(SUPPLIED TEXT)

Schizophrenia: analysing discourse to improve diagnosis

Date :
Changed on 31/08/2020
Chosen by Inria's exploratory actions programme, ODiM (Computerised tools to assist the diagnosis of mental illness) is an interdisciplinary project that seeks to identify key symptoms of schizophrenia in the discourse of people suffering from psychiatric disorders. Its method: using logic tools to analyse the cognitive processes involved in social interaction and speech and identify diagnostic indicators or warning signs of the disease.
Linguistique computationnelle : méthodes et des outils mathématiques pour modéliser la langue naturelle
© Inria / Photo D. Betzinger

Despite more than a century of work on the subject, the world of psychiatry is still struggling to specifically define the nature of schizophrenia, leading to delays in providing therapeutic treatment with serious consequences for patients. Indeed, it is difficult to determine objective diagnostic criteria for this mental illness, whose symptoms are highly variable. However, by combining their approaches in linguistics and semantics, Maxime Amblard, Lecturer and Researcher at Loria and a member of the Semagramme team at Inria Nancy – Grand-Est, and Michel Musiol, Professor in Cognitive Psychopathology at the University of Lorraine, are exploring new paths by modelling discourse inconsistencies that would appear to characterise schizophrenia. These could be translated into diagnostic symptoms in people with the disease or early warning signs to detect people at greater risk of developing it. But in order to learn more and continue the partnership, more data must be collected.

First of all, collect data!

This initial aim was covered by the launch of the ODiM exploratory action at the end of 2019. Thanks to the system set up by Inria, the researchers have received resources to test the scientific relevance of their preliminary results for 36 months, through PhD funding, 24 months of engineering time and a budget of €30,000 to cover the operating costs inherent to all research. As a first essential step, ODiM will require the constitution of a corpus of 150 psychiatric interviews with patients diagnosed with schizophrenia. This phase is, in itself, a major example of the exploratory nature of the project, as there is currently no existing collection within the psychiatric community of pathological conversations with schizophrenics available for research. Once assembled, the collected corpus of linguistic and discursive (discourse-related) data, formatted to meet the requirements of scientific experimentation and research reproducibility, will be made available to the scientific community, in compliance with the deontological rules of the field.

Exploring language, a major theoretical challenge

Alongside this collection, the team will define new conceptual tools to analyse significant "language accidents" in schizophrenic dialogue and monologue. Maxime Amblard and his partners will be looking in particular at the “logic” problems in the sequence of ideas: the way in which, in the dialogue, the first proposal will lead to a second one, which is usually coherent, and then a third one which, if it is logically linked to the second one, no longer has any real link with the first. This semantic shift, while sometimes ambiguous enough not to hinder interaction, can become difficult to deal with when it no longer makes sense to the person the patient is talking to. The researchers will use the interview data to expand the methodology developed in their preliminary work. The aim? Formalise the elements which, in a schizophrenic patient's discourse, constitute symptomatic discontinuities. But the task is not easy because no constraints are set for psychiatric interview, meaning the patient can talk about whatever they want, thus increasing the number of semantic fields concerned.

(End SUPPLIED TEXT)
(SOURCE DATA)

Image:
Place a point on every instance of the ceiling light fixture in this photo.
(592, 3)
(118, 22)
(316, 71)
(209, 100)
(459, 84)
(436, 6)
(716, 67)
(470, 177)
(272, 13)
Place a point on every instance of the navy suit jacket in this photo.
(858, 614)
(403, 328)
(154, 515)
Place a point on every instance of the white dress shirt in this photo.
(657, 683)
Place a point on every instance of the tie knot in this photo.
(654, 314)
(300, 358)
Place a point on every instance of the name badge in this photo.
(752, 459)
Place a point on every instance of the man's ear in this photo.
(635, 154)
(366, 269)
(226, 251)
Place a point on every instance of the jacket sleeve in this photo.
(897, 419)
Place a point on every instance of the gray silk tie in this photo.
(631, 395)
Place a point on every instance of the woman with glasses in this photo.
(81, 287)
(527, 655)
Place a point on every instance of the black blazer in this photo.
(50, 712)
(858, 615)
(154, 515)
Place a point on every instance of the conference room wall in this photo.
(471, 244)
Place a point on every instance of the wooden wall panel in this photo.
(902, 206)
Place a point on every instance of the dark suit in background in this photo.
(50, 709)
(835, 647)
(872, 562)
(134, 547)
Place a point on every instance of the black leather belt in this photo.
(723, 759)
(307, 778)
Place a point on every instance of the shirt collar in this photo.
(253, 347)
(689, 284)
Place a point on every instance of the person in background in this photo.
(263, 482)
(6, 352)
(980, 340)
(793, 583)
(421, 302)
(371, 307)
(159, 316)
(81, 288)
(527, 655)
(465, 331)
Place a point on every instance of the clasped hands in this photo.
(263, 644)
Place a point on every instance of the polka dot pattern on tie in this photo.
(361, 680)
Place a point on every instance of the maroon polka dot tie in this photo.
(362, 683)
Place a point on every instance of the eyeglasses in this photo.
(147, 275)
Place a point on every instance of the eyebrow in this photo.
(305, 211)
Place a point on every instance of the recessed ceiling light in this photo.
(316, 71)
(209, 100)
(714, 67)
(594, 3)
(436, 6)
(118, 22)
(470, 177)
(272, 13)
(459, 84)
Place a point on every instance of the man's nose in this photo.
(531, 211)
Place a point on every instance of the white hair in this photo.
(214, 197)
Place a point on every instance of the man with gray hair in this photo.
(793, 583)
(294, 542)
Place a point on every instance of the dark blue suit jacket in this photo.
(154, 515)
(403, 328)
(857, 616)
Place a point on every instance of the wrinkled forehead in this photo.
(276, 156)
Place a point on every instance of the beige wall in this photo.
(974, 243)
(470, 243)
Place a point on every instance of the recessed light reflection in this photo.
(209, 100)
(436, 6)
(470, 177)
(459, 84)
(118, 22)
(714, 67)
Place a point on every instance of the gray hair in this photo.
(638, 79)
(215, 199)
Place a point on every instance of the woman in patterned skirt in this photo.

(End SOURCE DATA)

**INSTRUCTIONS:**
**a)** Reproduce the stretch of the ODiM article from "Schizophrenia: analysing discourse" through "of the disease." word for word.
**b)** According to the ODiM article, why is building the corpus of psychiatric interviews a major example of the project's exploratory nature?

**TASK SOLUTIONS:**
**a)**
Schizophrenia: analysing discourse to improve diagnosis

Date :
Changed on 31/08/2020
Chosen by Inria's exploratory actions programme, ODiM (Computerised tools to assist the diagnosis of mental illness) is an interdisciplinary project that seeks to identify key symptoms of schizophrenia in the discourse of people suffering from psychiatric disorders. Its method: using logic tools to analyse the cognitive processes involved in social interaction and speech and identify diagnostic indicators or warning signs of the disease.

**b)** No collection of pathological conversations with schizophrenics is currently available for research within the psychiatric community. Assembling the corpus therefore means creating a resource that does not yet exist.